• **Document section**:
━━━━━━━━━━━━━━━━━━━━━━━━━━━━━━

Backstage at a bestseller

backstage

Silk’s Post #105 — When Paula wondered in her last post whether the 5/5/5 exercise of deconstructing a novel was a waste of time – didn’t it make more sense to stop with the procrastinating and diversions and just dive in to writing our own novels? – I admit I was conflicted too.

My enthusiasm for getting started on a new project was boosted by our 5/5/5 mini-retreat in Vancouver, and I couldn’t wait to shake off the demons of sloth and get back to writing again. Did I really need this deconstruction side trip? I have what I think is a strong story premise and promising characters. It felt like this was the time to step on the gas, not the brakes.

At the same time, I know that building a plot and structure that really works for this story will be an architectural challenge. And I know I haven’t mastered this fundamental skill. Do I really want to spend the next year of my life creating a novel that can’t pass book-building inspection, and is destined to fill yet another bottom drawer for eternity?

So I decided to at least try it. The possible up side (finding the magic plotting bullet) outweighed the possible down side (getting derailed from my writing). I figured the likeliest outcome would be that I’d re-read a great book and at least get inspired, at the expense of a quick start on my own story.

Well, it looks like I was wrong – in a good way. Let me explain.

The thing about learning a delicate craft – like writing – from books, or workshops, or courses, or writers conferences, is that these are a lot like elementary or high school studies. Learning from books and lectures has some major limitations. You can memorize and grasp concepts and follow step-by-step instructions all you like, and at the end you’ll probably have a book. But will it be a good book? A well-constructed book? A book that a smart agent will take a chance on? A book that compels readers to turn the page? A book they’ll actually remember a month after they read it?

I’ve read that most new writers essentially learn their craft through trial and error. That’s certainly been my path. But how much of this learning-from-your-mistakes can you do and still remain inspired? Frustratingly, finding out exactly what mistakes you’ve made is a whole challenge in itself. A critique group certainly can help here, but many unpublished writers learn that they’ve (probably) made mistakes through rejection letters – without getting the feedback needed to actually learn from those mistakes.

Another of the oft-repeated pieces of advice to writers is to read read read. Read widely, but especially read great writers and learn from them. The theory seems sound: learn by example. Somehow, by osmosis, you will absorb the literary genius of a bestseller and replicate it, with practice. Kind of a monkey-see-monkey-do thing.

━━━━━━━━━━━━━━━━━━━━━━━━━━━━━━

• **Challenge 1**: Copy the rows below exactly as they stand, everything from the line containing "Can you spot the green lawn" down to the line containing "x=51, y=361", with both of those lines included. Leave the pictures out of your copy.

━━━━━━━━━━━━━━━━━━━━━━━━━━━━━━

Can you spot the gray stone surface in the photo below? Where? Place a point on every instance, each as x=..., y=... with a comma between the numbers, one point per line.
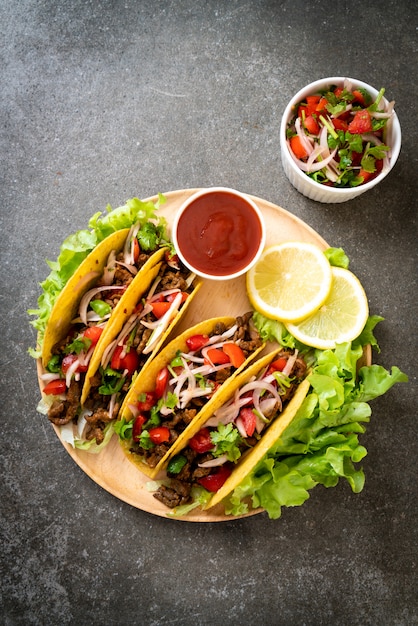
x=104, y=100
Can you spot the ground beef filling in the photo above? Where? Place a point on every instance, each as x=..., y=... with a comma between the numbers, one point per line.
x=64, y=411
x=178, y=491
x=249, y=340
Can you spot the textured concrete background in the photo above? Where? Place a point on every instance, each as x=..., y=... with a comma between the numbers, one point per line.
x=103, y=100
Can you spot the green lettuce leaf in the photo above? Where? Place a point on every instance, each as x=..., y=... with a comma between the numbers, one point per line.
x=321, y=445
x=77, y=246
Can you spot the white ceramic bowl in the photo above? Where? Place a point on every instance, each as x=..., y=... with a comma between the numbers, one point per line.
x=306, y=185
x=214, y=245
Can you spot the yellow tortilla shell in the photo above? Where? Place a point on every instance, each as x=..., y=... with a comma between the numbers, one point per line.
x=67, y=303
x=146, y=382
x=263, y=446
x=124, y=309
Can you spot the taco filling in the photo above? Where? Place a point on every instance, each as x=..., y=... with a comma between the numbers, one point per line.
x=139, y=337
x=184, y=386
x=67, y=367
x=233, y=430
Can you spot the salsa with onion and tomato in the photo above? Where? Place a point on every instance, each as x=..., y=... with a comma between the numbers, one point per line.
x=219, y=233
x=127, y=353
x=183, y=386
x=210, y=455
x=337, y=136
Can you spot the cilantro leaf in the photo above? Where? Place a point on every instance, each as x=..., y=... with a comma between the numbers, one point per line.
x=150, y=236
x=227, y=440
x=123, y=428
x=112, y=381
x=100, y=307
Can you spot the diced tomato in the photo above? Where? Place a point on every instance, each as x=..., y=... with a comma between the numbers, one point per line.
x=339, y=124
x=321, y=107
x=366, y=176
x=172, y=296
x=213, y=482
x=159, y=434
x=217, y=356
x=249, y=420
x=312, y=103
x=160, y=308
x=279, y=364
x=196, y=342
x=362, y=123
x=358, y=97
x=338, y=91
x=201, y=441
x=137, y=427
x=235, y=353
x=172, y=259
x=297, y=147
x=161, y=382
x=147, y=401
x=129, y=361
x=93, y=333
x=67, y=362
x=311, y=125
x=55, y=387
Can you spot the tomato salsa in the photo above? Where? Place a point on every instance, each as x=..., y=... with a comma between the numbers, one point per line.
x=219, y=233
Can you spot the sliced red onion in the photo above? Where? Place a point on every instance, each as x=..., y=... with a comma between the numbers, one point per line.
x=220, y=460
x=133, y=409
x=241, y=428
x=112, y=404
x=82, y=422
x=348, y=85
x=226, y=335
x=107, y=353
x=48, y=376
x=287, y=370
x=67, y=433
x=71, y=370
x=162, y=294
x=164, y=322
x=128, y=250
x=190, y=278
x=131, y=268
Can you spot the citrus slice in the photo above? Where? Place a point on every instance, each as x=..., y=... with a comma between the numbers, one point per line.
x=290, y=281
x=341, y=318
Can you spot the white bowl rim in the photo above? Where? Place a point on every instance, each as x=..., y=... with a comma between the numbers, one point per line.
x=205, y=191
x=311, y=88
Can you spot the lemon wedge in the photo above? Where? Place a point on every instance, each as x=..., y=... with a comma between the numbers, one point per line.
x=290, y=281
x=341, y=318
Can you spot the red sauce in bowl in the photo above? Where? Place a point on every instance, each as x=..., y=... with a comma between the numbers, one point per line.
x=219, y=233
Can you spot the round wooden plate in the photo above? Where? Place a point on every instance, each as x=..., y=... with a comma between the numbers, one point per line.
x=111, y=469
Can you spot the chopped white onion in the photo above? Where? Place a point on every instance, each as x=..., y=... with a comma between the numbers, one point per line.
x=109, y=270
x=72, y=370
x=163, y=324
x=220, y=460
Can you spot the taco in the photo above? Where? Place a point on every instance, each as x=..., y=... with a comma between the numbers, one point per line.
x=176, y=391
x=244, y=421
x=102, y=295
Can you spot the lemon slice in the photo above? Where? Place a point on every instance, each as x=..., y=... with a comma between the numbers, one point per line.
x=290, y=281
x=341, y=318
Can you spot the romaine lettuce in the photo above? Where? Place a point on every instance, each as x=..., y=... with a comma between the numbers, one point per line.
x=321, y=444
x=77, y=246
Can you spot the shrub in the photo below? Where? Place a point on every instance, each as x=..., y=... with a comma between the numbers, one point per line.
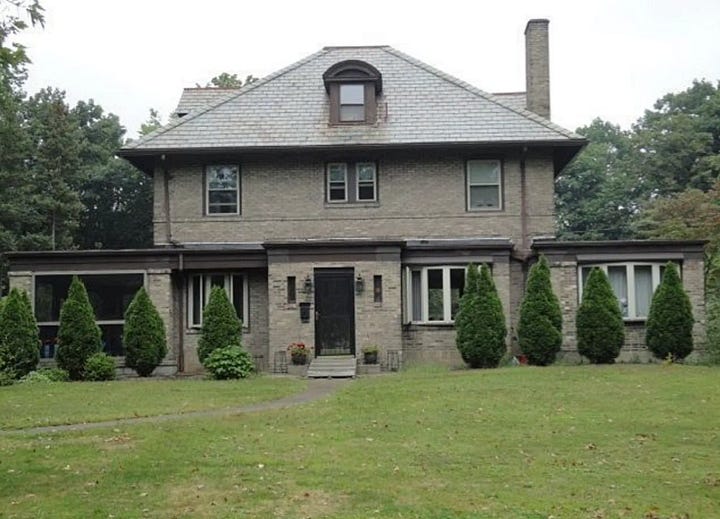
x=599, y=322
x=144, y=335
x=78, y=337
x=480, y=321
x=540, y=324
x=229, y=363
x=99, y=366
x=670, y=321
x=19, y=339
x=221, y=327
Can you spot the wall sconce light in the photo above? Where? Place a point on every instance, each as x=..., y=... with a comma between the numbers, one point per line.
x=359, y=284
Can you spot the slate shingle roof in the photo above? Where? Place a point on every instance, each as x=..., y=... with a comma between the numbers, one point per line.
x=290, y=108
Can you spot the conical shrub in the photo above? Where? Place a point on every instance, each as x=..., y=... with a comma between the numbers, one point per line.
x=78, y=336
x=144, y=335
x=599, y=322
x=670, y=321
x=540, y=324
x=221, y=327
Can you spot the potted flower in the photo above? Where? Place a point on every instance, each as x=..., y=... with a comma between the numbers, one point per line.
x=370, y=354
x=298, y=353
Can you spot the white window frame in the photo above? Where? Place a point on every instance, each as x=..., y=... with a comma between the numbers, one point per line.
x=236, y=167
x=424, y=303
x=205, y=296
x=498, y=184
x=630, y=279
x=365, y=182
x=329, y=183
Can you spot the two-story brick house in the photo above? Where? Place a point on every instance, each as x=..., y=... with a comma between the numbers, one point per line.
x=338, y=202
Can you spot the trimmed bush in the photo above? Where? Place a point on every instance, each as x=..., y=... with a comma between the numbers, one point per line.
x=540, y=325
x=599, y=322
x=229, y=363
x=78, y=337
x=221, y=327
x=670, y=321
x=19, y=339
x=480, y=321
x=98, y=367
x=144, y=335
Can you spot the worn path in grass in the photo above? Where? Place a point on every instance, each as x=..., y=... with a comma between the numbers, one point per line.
x=317, y=389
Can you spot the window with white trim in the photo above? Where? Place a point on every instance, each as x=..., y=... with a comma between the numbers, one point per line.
x=222, y=189
x=484, y=185
x=633, y=283
x=433, y=293
x=199, y=287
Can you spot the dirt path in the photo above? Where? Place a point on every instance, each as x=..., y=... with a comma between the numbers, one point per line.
x=316, y=390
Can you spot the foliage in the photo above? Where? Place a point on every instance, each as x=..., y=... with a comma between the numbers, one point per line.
x=670, y=321
x=540, y=324
x=599, y=321
x=229, y=362
x=480, y=321
x=144, y=335
x=98, y=367
x=78, y=336
x=221, y=327
x=19, y=339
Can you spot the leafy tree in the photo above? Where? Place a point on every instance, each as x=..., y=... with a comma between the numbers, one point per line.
x=78, y=336
x=670, y=321
x=599, y=321
x=480, y=321
x=19, y=339
x=221, y=327
x=540, y=324
x=144, y=335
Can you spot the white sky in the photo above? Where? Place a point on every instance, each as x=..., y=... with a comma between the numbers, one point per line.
x=611, y=59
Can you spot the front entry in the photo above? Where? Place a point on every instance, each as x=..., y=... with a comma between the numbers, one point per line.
x=334, y=312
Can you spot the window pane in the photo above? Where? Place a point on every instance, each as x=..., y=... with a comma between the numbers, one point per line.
x=643, y=290
x=484, y=197
x=435, y=295
x=352, y=113
x=222, y=177
x=417, y=296
x=352, y=94
x=482, y=172
x=618, y=281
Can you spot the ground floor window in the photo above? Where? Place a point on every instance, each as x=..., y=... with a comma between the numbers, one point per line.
x=110, y=294
x=433, y=293
x=199, y=287
x=633, y=284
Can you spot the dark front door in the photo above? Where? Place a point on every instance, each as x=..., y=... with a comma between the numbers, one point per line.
x=334, y=312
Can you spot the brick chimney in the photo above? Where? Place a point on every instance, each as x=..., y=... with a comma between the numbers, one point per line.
x=537, y=67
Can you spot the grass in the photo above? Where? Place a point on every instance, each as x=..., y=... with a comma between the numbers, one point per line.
x=29, y=405
x=561, y=442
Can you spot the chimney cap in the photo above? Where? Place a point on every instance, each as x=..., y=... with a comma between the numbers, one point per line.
x=536, y=21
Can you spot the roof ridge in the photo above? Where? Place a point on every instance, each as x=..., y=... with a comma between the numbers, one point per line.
x=481, y=93
x=206, y=108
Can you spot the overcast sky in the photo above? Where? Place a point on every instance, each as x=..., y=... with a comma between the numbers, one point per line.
x=610, y=59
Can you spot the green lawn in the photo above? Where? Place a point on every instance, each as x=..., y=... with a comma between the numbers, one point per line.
x=28, y=405
x=561, y=442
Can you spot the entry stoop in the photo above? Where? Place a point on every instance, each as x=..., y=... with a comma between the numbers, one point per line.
x=333, y=367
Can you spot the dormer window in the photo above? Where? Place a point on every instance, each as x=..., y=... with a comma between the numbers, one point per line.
x=353, y=87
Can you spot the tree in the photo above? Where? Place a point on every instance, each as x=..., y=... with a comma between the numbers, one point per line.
x=599, y=321
x=221, y=327
x=19, y=339
x=670, y=321
x=78, y=336
x=540, y=324
x=480, y=321
x=144, y=335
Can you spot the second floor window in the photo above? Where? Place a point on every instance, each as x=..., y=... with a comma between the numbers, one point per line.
x=222, y=189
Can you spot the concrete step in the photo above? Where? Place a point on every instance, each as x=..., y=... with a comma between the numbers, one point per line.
x=333, y=367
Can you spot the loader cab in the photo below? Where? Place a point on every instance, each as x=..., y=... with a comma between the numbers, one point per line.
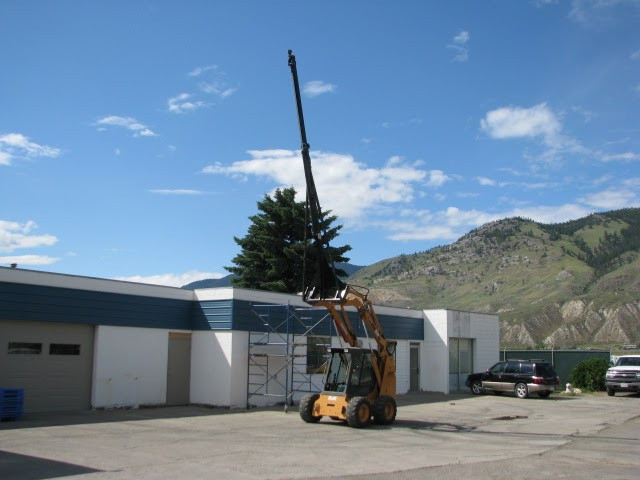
x=350, y=372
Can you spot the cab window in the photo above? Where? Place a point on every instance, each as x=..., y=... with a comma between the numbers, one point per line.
x=512, y=367
x=497, y=368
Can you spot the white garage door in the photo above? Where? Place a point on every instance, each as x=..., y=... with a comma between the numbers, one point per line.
x=51, y=361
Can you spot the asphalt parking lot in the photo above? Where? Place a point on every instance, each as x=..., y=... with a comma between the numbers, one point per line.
x=434, y=436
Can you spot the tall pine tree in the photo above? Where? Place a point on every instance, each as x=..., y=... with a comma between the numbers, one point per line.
x=273, y=250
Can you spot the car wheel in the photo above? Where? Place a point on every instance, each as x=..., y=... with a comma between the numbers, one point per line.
x=476, y=387
x=358, y=412
x=384, y=411
x=306, y=408
x=521, y=390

━━━━━━━━━━━━━━━━━━━━━━━━━━━━━━

• **Challenge 2**: Repeat word for word everything in the blog post above from "At the same" down to "Let me explain.".

• **Written answer 1**:
Can you spot the green lawn in the photo above? Where? Place a point on every instance, each as x=..., y=... with a comma between the numbers, one point per line.
x=28, y=405
x=561, y=442
Can you spot the entry stoop in the photo above? Where? Place a point on every instance, each as x=..., y=... with a comma between the numbers, one point per line.
x=333, y=367
Can you spot the dormer window in the photo above? Where? Place a point on every instance, each as x=..., y=... with a comma between the numbers, one point per line.
x=353, y=87
Can you spot the tree in the photo above? Where? Place a point on every instance, each as x=..., y=... with a comma between the numbers, one point per line.
x=599, y=321
x=221, y=327
x=19, y=339
x=670, y=321
x=78, y=336
x=540, y=324
x=480, y=321
x=144, y=335
Can you spot the second floor window in the photo above? Where? Place a point on every instance, each as x=..., y=... with a comma between the numbers, one point per line.
x=222, y=189
Can you spot the concrete step in the photo above? Where? Place a point on every instance, each as x=..., y=... with a comma between the numbers, one point per line.
x=333, y=367
Can you spot the loader cab in the photo below? Where? Place a point on every instance, each as x=..., y=... with a comma between the numbers, one point per line.
x=350, y=372
Can you spot the cab window in the photo above? Where? Place a point on every instance, each as x=..., y=... with a comma between the numbers, one point per line.
x=512, y=367
x=497, y=368
Can you spot the white garage door in the photo above? Where? Place a point on every instance, each as x=..., y=... with a comma between the numbers, one point per line.
x=51, y=361

• **Written answer 2**:
At the same time, I know that building a plot and structure that really works for this story will be an architectural challenge. And I know I haven’t mastered this fundamental skill. Do I really want to spend the next year of my life creating a novel that can’t pass book-building inspection, and is destined to fill yet another bottom drawer for eternity?

So I decided to at least try it. The possible up side (finding the magic plotting bullet) outweighed the possible down side (getting derailed from my writing). I figured the likeliest outcome would be that I’d re-read a great book and at least get inspired, at the expense of a quick start on my own story.

Well, it looks like I was wrong – in a good way. Let me explain.